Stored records
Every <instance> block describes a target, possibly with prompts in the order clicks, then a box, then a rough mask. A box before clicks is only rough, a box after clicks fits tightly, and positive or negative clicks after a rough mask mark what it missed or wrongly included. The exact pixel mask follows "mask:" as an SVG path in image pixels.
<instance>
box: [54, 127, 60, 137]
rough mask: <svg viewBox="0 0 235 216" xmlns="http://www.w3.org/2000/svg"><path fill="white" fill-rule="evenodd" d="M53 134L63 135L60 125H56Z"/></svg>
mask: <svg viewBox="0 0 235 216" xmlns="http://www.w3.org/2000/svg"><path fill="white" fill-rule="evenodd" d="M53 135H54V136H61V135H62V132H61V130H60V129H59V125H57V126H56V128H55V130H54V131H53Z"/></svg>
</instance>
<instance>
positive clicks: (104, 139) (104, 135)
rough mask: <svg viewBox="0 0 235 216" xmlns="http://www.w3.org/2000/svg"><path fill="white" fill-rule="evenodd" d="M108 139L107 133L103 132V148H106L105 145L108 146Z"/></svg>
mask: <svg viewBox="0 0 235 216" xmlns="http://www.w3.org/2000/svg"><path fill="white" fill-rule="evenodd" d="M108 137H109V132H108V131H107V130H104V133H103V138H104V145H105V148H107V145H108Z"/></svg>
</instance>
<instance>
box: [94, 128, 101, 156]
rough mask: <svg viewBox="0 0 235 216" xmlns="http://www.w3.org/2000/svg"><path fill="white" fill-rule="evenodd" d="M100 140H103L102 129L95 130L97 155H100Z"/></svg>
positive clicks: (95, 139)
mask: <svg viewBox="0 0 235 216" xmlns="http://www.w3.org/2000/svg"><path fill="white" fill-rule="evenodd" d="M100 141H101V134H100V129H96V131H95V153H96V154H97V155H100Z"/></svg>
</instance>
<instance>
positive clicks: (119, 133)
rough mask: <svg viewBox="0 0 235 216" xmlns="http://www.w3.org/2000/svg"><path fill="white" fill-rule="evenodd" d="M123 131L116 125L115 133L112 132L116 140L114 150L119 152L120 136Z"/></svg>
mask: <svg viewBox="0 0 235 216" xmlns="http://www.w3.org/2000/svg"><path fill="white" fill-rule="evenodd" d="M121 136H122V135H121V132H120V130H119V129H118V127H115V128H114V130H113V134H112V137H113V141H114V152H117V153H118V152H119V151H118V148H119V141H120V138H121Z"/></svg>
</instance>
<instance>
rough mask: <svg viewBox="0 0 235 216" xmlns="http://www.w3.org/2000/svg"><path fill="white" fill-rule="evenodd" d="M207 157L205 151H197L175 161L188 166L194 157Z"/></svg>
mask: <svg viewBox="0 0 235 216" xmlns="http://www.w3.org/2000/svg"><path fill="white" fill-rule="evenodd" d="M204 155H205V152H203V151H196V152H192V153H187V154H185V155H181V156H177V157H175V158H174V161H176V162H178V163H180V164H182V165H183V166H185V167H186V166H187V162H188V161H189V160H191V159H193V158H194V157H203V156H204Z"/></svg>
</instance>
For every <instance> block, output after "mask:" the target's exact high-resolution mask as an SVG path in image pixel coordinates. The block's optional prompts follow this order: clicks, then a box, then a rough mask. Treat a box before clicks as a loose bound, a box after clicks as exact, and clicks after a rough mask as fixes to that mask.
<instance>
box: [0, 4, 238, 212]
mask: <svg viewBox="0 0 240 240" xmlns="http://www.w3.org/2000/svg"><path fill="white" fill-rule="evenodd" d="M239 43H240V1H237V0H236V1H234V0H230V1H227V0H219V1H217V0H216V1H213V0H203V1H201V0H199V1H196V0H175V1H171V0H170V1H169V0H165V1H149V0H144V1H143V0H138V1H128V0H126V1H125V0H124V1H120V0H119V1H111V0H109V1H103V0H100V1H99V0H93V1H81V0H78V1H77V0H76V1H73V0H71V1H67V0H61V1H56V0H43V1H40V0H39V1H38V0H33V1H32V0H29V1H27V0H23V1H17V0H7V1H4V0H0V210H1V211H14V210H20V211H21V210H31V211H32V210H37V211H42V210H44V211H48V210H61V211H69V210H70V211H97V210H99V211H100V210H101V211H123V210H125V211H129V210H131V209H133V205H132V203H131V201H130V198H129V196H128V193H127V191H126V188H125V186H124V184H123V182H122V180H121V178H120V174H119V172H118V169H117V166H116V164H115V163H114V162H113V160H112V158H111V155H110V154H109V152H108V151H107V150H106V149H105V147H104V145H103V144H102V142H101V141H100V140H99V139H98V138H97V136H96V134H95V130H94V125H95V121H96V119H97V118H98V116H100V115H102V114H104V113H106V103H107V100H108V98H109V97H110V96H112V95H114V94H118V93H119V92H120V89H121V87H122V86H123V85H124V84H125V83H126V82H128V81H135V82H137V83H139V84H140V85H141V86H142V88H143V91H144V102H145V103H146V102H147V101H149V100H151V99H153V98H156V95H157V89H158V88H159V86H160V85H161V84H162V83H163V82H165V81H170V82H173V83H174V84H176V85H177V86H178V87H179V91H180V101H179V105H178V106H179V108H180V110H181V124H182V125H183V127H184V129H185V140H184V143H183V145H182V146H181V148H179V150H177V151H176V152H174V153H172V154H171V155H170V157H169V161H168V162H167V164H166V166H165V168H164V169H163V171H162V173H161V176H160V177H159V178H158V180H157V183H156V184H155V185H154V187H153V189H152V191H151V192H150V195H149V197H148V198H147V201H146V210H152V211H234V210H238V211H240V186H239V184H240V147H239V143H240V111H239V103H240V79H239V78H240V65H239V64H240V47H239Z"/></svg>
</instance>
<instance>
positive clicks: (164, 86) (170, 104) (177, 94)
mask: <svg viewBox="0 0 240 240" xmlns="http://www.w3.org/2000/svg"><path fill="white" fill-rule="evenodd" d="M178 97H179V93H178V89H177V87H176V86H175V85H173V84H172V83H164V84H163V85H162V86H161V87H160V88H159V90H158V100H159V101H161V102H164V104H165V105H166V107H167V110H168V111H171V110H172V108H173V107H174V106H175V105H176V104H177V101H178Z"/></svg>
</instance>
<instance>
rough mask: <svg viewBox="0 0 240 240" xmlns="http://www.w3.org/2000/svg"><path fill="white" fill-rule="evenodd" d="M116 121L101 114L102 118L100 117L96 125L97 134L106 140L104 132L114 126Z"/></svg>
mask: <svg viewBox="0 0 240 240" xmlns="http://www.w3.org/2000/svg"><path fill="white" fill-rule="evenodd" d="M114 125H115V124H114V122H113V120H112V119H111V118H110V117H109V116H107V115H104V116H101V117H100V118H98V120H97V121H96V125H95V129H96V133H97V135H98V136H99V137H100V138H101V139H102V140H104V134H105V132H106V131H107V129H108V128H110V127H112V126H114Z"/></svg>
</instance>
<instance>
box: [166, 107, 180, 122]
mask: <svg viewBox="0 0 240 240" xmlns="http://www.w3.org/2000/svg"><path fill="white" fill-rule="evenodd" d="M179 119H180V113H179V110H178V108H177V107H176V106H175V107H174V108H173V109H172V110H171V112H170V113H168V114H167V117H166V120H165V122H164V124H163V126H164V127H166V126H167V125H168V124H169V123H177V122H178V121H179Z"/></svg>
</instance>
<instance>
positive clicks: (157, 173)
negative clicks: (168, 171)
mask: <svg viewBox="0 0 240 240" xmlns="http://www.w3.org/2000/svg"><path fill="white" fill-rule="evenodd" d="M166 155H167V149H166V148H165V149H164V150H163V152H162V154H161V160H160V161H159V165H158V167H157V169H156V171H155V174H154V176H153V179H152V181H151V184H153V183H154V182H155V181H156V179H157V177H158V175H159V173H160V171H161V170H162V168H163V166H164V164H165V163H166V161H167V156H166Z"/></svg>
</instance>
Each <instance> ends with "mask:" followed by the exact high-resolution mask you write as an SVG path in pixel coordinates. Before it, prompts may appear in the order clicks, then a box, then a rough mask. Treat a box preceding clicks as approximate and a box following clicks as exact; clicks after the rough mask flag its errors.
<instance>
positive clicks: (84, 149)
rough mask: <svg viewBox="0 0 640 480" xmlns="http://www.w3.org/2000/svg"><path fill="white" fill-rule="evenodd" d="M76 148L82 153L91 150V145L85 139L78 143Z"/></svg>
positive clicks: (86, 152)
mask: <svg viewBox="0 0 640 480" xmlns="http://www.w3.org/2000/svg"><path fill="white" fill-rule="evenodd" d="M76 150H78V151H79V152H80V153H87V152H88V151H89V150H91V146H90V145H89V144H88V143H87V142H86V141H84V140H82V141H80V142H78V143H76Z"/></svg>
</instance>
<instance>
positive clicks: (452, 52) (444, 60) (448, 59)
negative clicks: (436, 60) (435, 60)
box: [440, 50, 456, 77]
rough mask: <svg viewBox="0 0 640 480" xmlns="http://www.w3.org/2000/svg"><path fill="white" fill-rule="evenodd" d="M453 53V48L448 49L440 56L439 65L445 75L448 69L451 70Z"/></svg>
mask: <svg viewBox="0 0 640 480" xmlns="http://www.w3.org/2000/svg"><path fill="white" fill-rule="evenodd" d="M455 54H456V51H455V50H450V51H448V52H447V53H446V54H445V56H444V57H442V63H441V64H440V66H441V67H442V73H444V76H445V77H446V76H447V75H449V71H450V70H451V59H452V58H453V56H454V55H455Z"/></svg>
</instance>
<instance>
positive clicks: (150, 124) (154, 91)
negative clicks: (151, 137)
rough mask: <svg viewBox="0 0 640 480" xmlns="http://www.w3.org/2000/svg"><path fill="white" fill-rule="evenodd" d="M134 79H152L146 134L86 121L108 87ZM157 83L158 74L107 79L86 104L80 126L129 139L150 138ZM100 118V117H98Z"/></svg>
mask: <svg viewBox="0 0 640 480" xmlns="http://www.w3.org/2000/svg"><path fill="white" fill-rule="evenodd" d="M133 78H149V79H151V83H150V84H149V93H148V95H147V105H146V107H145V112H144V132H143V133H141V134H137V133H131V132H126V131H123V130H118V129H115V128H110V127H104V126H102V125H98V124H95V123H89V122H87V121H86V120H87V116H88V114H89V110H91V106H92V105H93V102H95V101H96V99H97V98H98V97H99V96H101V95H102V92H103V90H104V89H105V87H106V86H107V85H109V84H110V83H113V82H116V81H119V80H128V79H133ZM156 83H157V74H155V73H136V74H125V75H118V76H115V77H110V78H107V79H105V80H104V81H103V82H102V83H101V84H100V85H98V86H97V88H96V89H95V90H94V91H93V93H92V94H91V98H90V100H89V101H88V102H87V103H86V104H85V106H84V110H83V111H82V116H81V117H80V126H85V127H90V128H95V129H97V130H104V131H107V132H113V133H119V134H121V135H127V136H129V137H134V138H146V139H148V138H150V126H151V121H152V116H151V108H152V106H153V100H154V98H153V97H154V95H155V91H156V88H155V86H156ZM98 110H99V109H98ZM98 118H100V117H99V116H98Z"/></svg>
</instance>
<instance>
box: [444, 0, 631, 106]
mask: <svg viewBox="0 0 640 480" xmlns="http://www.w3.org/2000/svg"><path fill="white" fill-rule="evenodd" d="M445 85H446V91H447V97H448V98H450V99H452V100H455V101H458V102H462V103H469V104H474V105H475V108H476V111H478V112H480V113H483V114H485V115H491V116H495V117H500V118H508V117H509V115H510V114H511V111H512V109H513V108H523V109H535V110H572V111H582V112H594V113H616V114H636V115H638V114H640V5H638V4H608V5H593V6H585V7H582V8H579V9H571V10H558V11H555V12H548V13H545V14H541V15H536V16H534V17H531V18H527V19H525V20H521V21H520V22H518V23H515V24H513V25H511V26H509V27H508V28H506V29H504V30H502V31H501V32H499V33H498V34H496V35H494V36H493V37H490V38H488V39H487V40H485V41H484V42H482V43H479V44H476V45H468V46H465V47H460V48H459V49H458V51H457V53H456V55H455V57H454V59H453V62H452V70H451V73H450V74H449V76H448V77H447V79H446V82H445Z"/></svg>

TASK GOAL =
Scan the data for lines containing "coordinates" and copy all of them.

RESPONSE TO THIS TASK =
For every <instance> block, output after "mask:" the target's exact high-resolution mask as an SVG path in image pixel coordinates. The block's optional prompts follow this order: clicks, then a box, then a rough mask. Treat a box before clicks as a loose bound, a box after clicks as exact, and clicks after a rough mask as fixes to that mask.
Each <instance> ends with "mask:" followed by the exact high-resolution mask you write as an SVG path in pixel coordinates. Before it, prompts may appear in the order clicks, then a box, then a rough mask. Treat a box preceding clicks as approximate and a box following clicks as exact; clicks after the rough mask flag its errors.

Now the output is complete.